*PROBLEM STATEMENT*: Retype the following entries word for word, leaving out the pictures.

*Point annotation records*:

---------------

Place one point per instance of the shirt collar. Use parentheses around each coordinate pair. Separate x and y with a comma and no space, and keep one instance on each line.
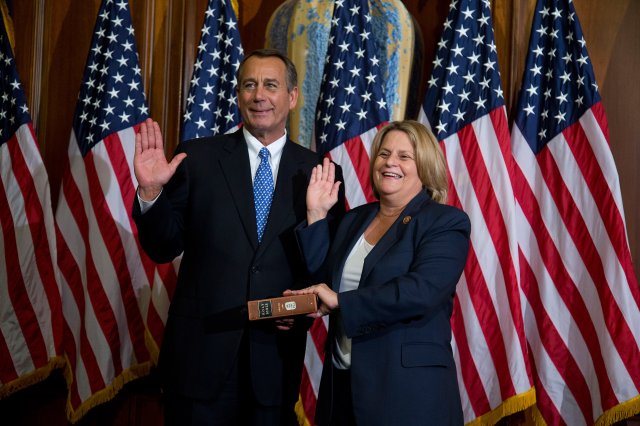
(254,145)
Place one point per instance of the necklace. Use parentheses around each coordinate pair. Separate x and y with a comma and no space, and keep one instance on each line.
(389,215)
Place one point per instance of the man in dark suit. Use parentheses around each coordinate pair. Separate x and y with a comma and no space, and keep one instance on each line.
(216,367)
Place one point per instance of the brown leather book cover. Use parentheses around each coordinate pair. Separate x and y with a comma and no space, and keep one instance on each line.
(284,306)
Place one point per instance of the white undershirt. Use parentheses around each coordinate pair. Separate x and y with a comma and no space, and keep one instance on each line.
(351,275)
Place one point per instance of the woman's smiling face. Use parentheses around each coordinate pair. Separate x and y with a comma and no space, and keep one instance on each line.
(395,171)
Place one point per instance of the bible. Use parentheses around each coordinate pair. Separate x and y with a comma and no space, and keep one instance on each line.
(284,306)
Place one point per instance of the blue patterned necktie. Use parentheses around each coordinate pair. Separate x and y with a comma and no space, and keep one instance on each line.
(263,191)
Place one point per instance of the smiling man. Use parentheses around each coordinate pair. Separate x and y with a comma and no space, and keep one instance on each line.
(229,203)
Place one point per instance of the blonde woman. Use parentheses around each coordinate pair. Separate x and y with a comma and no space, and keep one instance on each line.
(388,280)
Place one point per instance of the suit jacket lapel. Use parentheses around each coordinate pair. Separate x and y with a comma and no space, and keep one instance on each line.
(237,172)
(394,233)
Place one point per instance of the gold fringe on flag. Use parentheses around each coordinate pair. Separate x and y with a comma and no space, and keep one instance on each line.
(106,394)
(31,378)
(508,407)
(8,23)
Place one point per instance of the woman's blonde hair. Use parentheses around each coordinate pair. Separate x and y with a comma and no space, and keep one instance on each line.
(430,162)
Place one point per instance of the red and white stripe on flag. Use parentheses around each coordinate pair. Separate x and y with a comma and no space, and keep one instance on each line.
(114,299)
(582,310)
(464,106)
(109,286)
(581,302)
(488,333)
(30,306)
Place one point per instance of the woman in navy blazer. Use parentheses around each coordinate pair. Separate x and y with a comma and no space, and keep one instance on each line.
(388,278)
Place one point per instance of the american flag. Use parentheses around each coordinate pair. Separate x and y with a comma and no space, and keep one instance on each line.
(30,307)
(581,298)
(464,105)
(212,107)
(352,105)
(351,108)
(110,289)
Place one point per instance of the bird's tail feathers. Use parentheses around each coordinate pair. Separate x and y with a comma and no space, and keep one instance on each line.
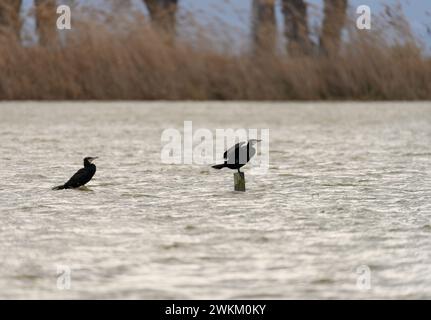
(219,166)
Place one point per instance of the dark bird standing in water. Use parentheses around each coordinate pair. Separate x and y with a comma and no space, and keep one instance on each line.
(82,177)
(238,156)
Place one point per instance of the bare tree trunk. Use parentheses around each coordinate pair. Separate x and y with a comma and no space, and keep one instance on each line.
(163,14)
(46,17)
(264,26)
(333,23)
(296,27)
(10,21)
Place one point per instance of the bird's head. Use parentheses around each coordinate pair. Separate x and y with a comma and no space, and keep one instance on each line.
(252,142)
(89,159)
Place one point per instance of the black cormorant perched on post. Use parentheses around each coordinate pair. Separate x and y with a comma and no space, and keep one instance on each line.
(82,177)
(238,156)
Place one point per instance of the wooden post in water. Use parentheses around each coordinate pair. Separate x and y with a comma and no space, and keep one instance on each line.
(239,180)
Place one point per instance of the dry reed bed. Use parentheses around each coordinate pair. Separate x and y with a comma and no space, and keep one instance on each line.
(96,62)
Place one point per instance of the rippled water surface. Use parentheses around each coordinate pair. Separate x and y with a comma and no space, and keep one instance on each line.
(347,195)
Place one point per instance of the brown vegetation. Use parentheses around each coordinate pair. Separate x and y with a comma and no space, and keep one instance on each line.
(137,62)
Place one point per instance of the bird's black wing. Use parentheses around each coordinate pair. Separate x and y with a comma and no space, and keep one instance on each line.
(77,179)
(232,150)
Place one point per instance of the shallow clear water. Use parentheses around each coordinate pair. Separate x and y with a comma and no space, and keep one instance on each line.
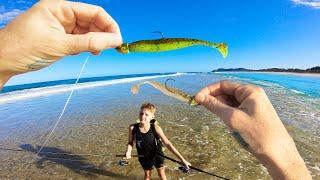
(97,119)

---------------

*FULL RESPONSE*:
Place one point per instance of the shirt collar. Use parentheses around each coordinate pair. Separate x and y with a comma and no space, and keep one instance on each line.
(254,145)
Place one point per instance of the necklace. Use parentheses around each coordinate pair. Separate x and y with a comma and no space, and keep one instance on each line.
(389,215)
Place one point per instance of the man in dark suit. Use parentheses around each coordinate pair. Separate x and y with a comma and no space, and keep one instance on each line.
(216,367)
Place one point per instance of the brown leather book cover. Use parentheses around each coordinate pair. Separate x and y with a comma and no space, and keep one instance on each line.
(284,306)
Place one point per instance of the white undershirt. Use parentheses around each coordinate pair. Separate x and y with a comma and no space, and keep one instance on each line.
(351,275)
Place one point per instance of the woman's smiling face. Use parentheses around each coordinate pair. Separate x and y with a comma and no space, and keep one instance on each line.
(395,171)
Place one point per instance of the bible. Use parentheses around each coordinate pair. Separate x and y with a comma and no space, and keep one instance on each line.
(284,306)
Place one point per instance of the blue patterned necktie. Use parentheses around each coordinate pair. Separate x and y with a comma and no space, and keep one instance on each line.
(263,191)
Place one point per instance of the smiling man. Use parentheses around each coordinate pair. Separate x and y with a comma and no space, and keep one instance on each line.
(229,203)
Place one point per instance of the blonde woman. Use parentheses around each coordinate pair. Separate x and y with a comma and no space, and keep one instance on each line.
(388,280)
Place one point per instance of the suit jacket lapel. Use parentheses around each coordinate pair. Separate x and y with a comma and no space, and keep one instance on each line.
(237,172)
(394,233)
Place one point per instance of the gold fringe on flag. Use parentheses around each coordinate pair. Separate x and y with a comma and no space, and keep one instance on each line.
(106,394)
(31,378)
(508,407)
(8,23)
Place one point per instance of the woman's blonde hair. Use parentheses around each coordinate pair. Separate x and y with a comma and no space, and keep one instance on each line.
(430,162)
Place one point per instance of the red and white stripe on flag. Use parentheses around each coordinate pair. Separate x and y with a comma and no space, and keep one instance on each line.
(114,299)
(582,310)
(464,106)
(109,286)
(581,302)
(488,333)
(30,306)
Place one point per instance of the woman in navy blazer. Use parentheses around each coordinate pair. Separate x and y with a comma and no space, and keep one instance on each line.
(388,278)
Place one point per instance of the american flag. Use parentheses around each coordinate pair. Separate x and y with a comma and no space, and keep one instance on each line.
(30,307)
(581,298)
(464,105)
(212,107)
(352,105)
(351,108)
(110,289)
Place one point per instance of the bird's tail feathers. Use parentheses around each coordinate pair. Separate x and y with a comma and no space, and keep one instance on each line.
(219,166)
Place one point per instance of the dark bird standing in water. Use parentheses around each coordinate pair. Separate x and y with a comma and no space, and keep one instance on each line.
(82,177)
(238,156)
Place one point per instance of the bare tree trunk. Use parentheses around each coordinate pair. Separate x and y with a comma and no space, and keep one instance on each line.
(163,14)
(46,17)
(264,26)
(333,23)
(296,27)
(10,21)
Place one point per instance of the bird's head. Use parentheses around each coordinate pair. Separate x and y with a comma and no space, and keep one instance on each line.
(252,142)
(89,159)
Place one point per instance of the black cormorant perched on post. Use parentheses around each coordinate pair. Separate x and y with a comma and no space, and keep one instance on each line.
(82,177)
(238,156)
Place one point per instance of the wooden post in water. Use parentheses around each coordinate pair. Separate x and y with a comma and no space, and keep one instance on each line.
(239,180)
Place one point per instance of the dry reed bed. Use parentheses around each coordinate pair. Separate x and y with a comma and no space, and keep one instance on each line.
(96,62)
Place one point per instance of the rippled water surface. Use parentheses around each coordinate pair. Separate x and y with a comma and no space, and keep one instance on each line.
(347,195)
Place one point per instance of the brown vegetation. Use parentheses around each coordinate pair. Separate x and y with a comma and no space, and keep one instance on each line.
(137,62)
Place one point per instance of the bird's black wing. Use parentheses around each coordinate pair. Separate x and y with a comma and no space, and keep one instance on each line.
(77,179)
(232,150)
Place one point per instance of the shallow clear water. Use parentheses around each coordinate pair. Separate x and y with a comma and no space, and keep one instance on each line.
(97,119)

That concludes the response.